Set exercise 1: According to the passage about Chen Xinran, which province's plates were on the black car she was pushed into?
Set exercise 2: Carry on the passage about Chen Xinran from the point where it stops.

Page text:
»»
On a cold February day in Zhaodong, a small city in China’s northeastern Heilongjiang province, Chen Xinran opened the door of her dormitory to find two sturdily-built men standing before her. Behind them were several members of the 16-year-old’s extended family, most of whom she did not know by name. In the crowd she saw the “cold, resentful eyes” of her father, an entry in her online journal recalls.
“Is this her?” one of the men called back into the group.
Chen Xinran — a pseudonym — was promptly dragged outside and pushed into a black car with Shandong province plates, she writes. Her phone, cigarettes, and money were taken off her, and after a violent struggle she was forced down into the gap between the car’s seats, unable to move for the weight of one of the men’s knees pressing down on her shoulder.
On her parents’ orders, Chen was being taken to Shandong Science and Technology Defense College, a privately run correctional institution for problematic children that sits on the dusty eastern suburbs of Jinan City, the capital of eastern China’s Shandong province. The premise on which her parents sent her there was to “cure” her of her homosexuality.
««
(Image box annotation records)
»»
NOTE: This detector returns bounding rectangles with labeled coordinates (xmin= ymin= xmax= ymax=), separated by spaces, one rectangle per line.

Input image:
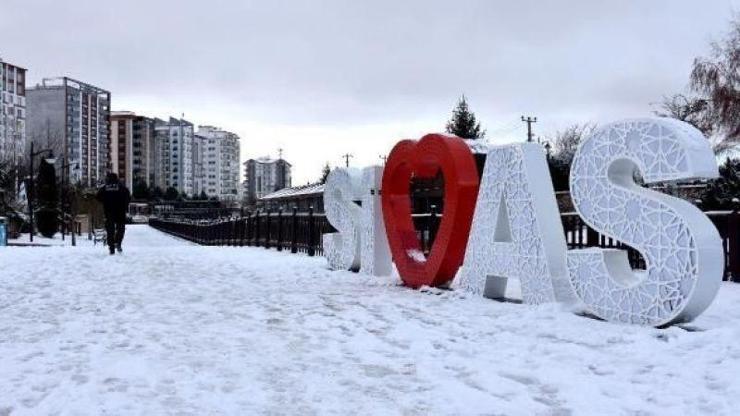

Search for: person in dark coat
xmin=97 ymin=173 xmax=131 ymax=254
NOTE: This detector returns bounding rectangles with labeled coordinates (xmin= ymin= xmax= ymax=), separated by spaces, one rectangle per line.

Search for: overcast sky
xmin=0 ymin=0 xmax=740 ymax=184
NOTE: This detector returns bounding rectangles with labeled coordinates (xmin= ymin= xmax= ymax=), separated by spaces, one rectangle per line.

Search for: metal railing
xmin=149 ymin=209 xmax=740 ymax=282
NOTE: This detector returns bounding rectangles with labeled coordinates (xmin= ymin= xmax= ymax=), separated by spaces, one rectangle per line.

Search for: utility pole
xmin=522 ymin=116 xmax=537 ymax=142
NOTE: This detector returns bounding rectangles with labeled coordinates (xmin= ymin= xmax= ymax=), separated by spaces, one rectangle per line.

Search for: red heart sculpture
xmin=381 ymin=134 xmax=478 ymax=288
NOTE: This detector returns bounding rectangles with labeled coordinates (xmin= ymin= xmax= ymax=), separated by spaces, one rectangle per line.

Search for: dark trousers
xmin=105 ymin=218 xmax=126 ymax=247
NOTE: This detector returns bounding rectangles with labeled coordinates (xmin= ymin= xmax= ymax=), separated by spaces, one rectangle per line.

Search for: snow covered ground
xmin=0 ymin=226 xmax=740 ymax=415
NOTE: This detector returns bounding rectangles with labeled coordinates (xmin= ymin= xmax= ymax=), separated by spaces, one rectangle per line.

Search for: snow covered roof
xmin=260 ymin=183 xmax=324 ymax=201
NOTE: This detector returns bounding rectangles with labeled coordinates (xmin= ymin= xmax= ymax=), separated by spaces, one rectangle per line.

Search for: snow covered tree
xmin=446 ymin=95 xmax=486 ymax=139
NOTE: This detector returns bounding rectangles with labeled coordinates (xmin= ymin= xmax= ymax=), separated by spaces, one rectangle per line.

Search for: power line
xmin=522 ymin=116 xmax=537 ymax=142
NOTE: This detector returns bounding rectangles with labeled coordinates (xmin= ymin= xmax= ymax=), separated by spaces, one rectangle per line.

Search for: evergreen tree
xmin=701 ymin=157 xmax=740 ymax=211
xmin=36 ymin=159 xmax=59 ymax=238
xmin=446 ymin=95 xmax=486 ymax=139
xmin=319 ymin=162 xmax=331 ymax=185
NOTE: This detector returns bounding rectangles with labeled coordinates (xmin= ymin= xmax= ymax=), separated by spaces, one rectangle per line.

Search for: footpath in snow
xmin=0 ymin=226 xmax=740 ymax=415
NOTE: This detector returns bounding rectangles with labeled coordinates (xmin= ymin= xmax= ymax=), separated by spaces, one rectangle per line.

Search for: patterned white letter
xmin=360 ymin=166 xmax=392 ymax=276
xmin=568 ymin=119 xmax=724 ymax=326
xmin=323 ymin=168 xmax=362 ymax=270
xmin=458 ymin=143 xmax=574 ymax=304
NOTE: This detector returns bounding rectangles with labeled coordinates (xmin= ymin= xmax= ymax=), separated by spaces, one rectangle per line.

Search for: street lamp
xmin=59 ymin=160 xmax=80 ymax=246
xmin=26 ymin=141 xmax=52 ymax=242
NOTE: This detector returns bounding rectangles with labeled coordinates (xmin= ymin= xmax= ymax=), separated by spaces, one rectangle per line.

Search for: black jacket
xmin=97 ymin=183 xmax=131 ymax=222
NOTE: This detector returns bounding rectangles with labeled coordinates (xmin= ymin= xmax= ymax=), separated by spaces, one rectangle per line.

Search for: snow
xmin=0 ymin=226 xmax=740 ymax=415
xmin=8 ymin=233 xmax=100 ymax=246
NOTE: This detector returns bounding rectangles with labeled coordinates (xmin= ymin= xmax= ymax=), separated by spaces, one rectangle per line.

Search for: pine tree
xmin=319 ymin=162 xmax=331 ymax=185
xmin=446 ymin=95 xmax=486 ymax=139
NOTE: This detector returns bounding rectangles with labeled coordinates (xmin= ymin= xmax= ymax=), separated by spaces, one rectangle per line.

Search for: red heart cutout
xmin=381 ymin=134 xmax=478 ymax=288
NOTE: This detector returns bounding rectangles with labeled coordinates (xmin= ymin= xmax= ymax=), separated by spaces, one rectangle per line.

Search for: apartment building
xmin=0 ymin=59 xmax=26 ymax=163
xmin=154 ymin=117 xmax=195 ymax=196
xmin=110 ymin=111 xmax=154 ymax=190
xmin=195 ymin=126 xmax=240 ymax=201
xmin=26 ymin=77 xmax=111 ymax=187
xmin=243 ymin=157 xmax=291 ymax=205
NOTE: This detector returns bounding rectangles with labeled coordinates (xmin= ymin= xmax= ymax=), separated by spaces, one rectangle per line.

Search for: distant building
xmin=257 ymin=183 xmax=324 ymax=214
xmin=0 ymin=59 xmax=26 ymax=162
xmin=243 ymin=157 xmax=291 ymax=205
xmin=110 ymin=111 xmax=155 ymax=189
xmin=154 ymin=117 xmax=201 ymax=196
xmin=195 ymin=126 xmax=240 ymax=201
xmin=26 ymin=77 xmax=111 ymax=187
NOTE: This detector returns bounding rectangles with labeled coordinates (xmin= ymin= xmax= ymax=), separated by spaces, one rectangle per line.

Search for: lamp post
xmin=26 ymin=141 xmax=51 ymax=242
xmin=60 ymin=158 xmax=80 ymax=246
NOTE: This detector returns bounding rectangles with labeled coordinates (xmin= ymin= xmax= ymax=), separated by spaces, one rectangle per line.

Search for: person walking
xmin=97 ymin=173 xmax=131 ymax=254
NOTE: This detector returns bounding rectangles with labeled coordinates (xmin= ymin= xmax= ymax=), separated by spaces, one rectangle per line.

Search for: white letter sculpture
xmin=323 ymin=168 xmax=362 ymax=270
xmin=457 ymin=143 xmax=575 ymax=304
xmin=568 ymin=119 xmax=724 ymax=326
xmin=360 ymin=166 xmax=393 ymax=276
««
Task result 1: Shandong province

Task result 2:
Four months later, Chen was released. On Sept. 17, three months after returning to Zhaodong, she surrendered herself to police, after the body of her mother was found tied up in the family home. She is suspected to have died from starvation.
The tragic case has trained the country’s scrutiny on the practices of the Defense College, which describes itself on its website as Jinan’s only government-certified internet addiction rehabilitation school, having “helped more than 7,000 young people overcome the challenges of growing up.” To such ends, the school, which was established in 1996, employs “strict, completely closed-off, and military-style management.”
But testimonies from graduates suggest that the school is more like a detention facility for non-conforming adolescents, where the students are abused and humiliated until they learn to obey. Former students told Sixth Tone they learned to participate in the school's system of corporal punishment, beating other students, while parents spoke of the horror of realizing their children had been subject to a violent and humiliating form of education — vastly different to that advertized by the school.
As we climb to the top floor of an adjacent high-rise apartment block, we are given a view into the secretive school that is otherwise denied by the 4-meter high, barbed wire-topped perimeter wall. It is the middle of the afternoon on a September weekday, but there is not a single sign of life in the courtyard, nor through the vertical metal bars that adorn all of the main building’s windows.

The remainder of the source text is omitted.